Prompt 1 » In the listing, begin at its first line and stop after the line that has "[(132, 117), (262, 114)]". Write out every line in that span again, adding 94 to each coordinate value in the bracketed lists of (x, y) tuples.

--- Page text ---

We have this too - dd is now 2.8 and it has been going on for a few months. DUring the week DH usually goes to work before dd is up and home after she's in bed so its probably no surprise but it really does upset DH. The funny thing is, if I'm not around she's absolutely fine with DH and has a great time. This weekend they went off swimming and she was absolutely fine. If I'm out for bedtime and DH is doing bedtime (ok this has happened once in the last 6 months sadly - we have been out as a couple though in case you think I'm a real saddo) she's fine. Its just when we're both here.

Can't really offer any advice but we're just hoping it will pass. We think with dd its because it upsets her routine/ what she knows and also gets much worse when she's tired (understandably). We're going to try and make sure DH takes her out a bit more regularly so they have some time together.

Good luck !

--- Data records ---

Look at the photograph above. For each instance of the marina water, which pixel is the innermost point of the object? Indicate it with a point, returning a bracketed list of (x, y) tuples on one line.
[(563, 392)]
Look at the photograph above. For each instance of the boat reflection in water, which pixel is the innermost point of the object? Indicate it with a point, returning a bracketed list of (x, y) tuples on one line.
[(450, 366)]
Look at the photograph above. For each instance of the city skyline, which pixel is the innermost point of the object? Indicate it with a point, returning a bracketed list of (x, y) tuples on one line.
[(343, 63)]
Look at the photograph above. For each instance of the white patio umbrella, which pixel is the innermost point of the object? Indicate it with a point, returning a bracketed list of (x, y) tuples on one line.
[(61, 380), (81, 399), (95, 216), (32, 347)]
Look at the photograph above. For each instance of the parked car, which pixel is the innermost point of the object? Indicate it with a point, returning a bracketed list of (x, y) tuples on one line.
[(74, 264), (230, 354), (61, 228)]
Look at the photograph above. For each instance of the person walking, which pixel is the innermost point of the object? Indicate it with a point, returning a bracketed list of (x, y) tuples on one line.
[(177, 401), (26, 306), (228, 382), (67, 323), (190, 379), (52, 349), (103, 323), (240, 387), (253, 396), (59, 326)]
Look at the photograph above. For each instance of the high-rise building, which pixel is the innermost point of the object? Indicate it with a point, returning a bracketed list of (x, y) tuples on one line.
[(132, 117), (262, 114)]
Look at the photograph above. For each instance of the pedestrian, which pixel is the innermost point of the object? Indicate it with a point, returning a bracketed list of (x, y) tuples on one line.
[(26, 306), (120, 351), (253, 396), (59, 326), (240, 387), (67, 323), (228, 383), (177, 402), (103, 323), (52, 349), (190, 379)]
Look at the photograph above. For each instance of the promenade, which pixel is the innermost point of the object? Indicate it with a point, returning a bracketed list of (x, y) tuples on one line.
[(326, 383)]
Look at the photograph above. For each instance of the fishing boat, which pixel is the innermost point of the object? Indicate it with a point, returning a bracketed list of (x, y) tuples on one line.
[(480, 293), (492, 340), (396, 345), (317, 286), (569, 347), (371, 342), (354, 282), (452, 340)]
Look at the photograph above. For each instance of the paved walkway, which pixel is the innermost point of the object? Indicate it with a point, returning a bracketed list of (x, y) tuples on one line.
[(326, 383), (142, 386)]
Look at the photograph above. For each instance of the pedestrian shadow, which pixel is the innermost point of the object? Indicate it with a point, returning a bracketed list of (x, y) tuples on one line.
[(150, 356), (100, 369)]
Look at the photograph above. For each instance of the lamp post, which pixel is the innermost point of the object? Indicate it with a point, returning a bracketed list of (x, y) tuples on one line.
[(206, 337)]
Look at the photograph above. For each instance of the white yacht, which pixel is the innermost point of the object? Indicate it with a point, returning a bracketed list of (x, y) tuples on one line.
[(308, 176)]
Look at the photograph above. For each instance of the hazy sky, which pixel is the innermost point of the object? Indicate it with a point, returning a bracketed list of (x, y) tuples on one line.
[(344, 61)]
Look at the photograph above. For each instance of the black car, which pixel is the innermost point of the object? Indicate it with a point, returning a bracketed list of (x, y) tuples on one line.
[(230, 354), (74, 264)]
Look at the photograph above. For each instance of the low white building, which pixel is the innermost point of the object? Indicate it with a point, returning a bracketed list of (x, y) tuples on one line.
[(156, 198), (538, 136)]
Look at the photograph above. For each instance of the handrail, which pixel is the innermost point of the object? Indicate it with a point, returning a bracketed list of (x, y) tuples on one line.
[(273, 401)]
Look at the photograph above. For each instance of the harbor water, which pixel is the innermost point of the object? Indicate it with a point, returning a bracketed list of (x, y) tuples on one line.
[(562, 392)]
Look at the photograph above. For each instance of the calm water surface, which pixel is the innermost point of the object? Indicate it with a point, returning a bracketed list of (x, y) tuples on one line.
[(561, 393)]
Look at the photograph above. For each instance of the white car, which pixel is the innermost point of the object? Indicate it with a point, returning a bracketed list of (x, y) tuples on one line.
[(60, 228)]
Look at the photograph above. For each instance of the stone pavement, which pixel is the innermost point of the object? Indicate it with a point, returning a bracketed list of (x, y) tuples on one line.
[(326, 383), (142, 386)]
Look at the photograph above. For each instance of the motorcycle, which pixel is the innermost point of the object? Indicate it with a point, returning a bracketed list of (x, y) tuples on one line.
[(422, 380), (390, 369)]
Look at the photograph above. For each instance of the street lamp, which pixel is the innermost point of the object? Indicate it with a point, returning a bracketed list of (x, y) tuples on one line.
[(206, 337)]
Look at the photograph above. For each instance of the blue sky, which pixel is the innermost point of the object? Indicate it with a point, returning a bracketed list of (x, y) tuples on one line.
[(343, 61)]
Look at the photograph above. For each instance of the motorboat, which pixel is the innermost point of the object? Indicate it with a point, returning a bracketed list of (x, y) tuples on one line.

---

Prompt 2 » Translate this sentence from the parenting post into Spanish: "This weekend they went off swimming and she was absolutely fine."

Full solution 1 »
Look at the photograph above. For each instance of the marina water, which pixel is the innermost point of the object? Indicate it with a point, returning a bracketed list of (x, y) tuples on one line.
[(657, 486)]
Look at the photograph above. For each instance of the boat reflection in water, which pixel is the innermost point of the object? Indicate it with a point, returning a bracketed list of (x, y) tuples on one line.
[(544, 460)]
Look at the photograph above. For each instance of the city skyline, which pixel is the innermost point of the object? Indicate it with a point, returning a bracketed list of (x, y) tuples on one line.
[(437, 157)]
Look at the photograph above. For each instance of the white patio umbrella, which pixel is the innermost point of the object? Indicate it with a point, returning a bracketed list of (x, y) tuples on one line.
[(155, 474), (175, 493), (189, 310), (126, 441)]
Look at the photograph above. For each instance of the parked car, which pixel is the innermost point of the object? Indicate it with a point, returning a bracketed list of (x, y) tuples on one line.
[(168, 358), (324, 448), (155, 322)]
Look at the photograph above. For each instance of the person walking, which pixel is the innermost point of the object? Indicate it with a point, returning a bracketed list of (x, y) tuples on one line.
[(271, 495), (120, 400), (322, 476), (161, 417), (284, 473), (146, 443), (197, 417), (334, 481), (347, 490), (153, 420)]
Look at the photograph above. For each instance of the high-rise building, which pixel is the innermost point of the object? Indicate it with a point, returning a bracketed list of (x, y) tuples on one line.
[(226, 211), (356, 208)]

Full solution 2 » Este fin de semana se fueron a nadar y ella estuvo perfectamente bien.